** RECORDS TO USE follows **

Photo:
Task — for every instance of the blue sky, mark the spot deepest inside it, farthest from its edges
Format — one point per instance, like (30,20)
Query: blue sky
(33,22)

** End of RECORDS TO USE **

- TASK DETAILS:
All lines in the preceding records that hold the word "instance" need to be copied.

- OUTPUT:
Task — for every instance of the blue sky, mark the spot deepest inside it, farthest from its edges
Format — one point per instance, like (30,20)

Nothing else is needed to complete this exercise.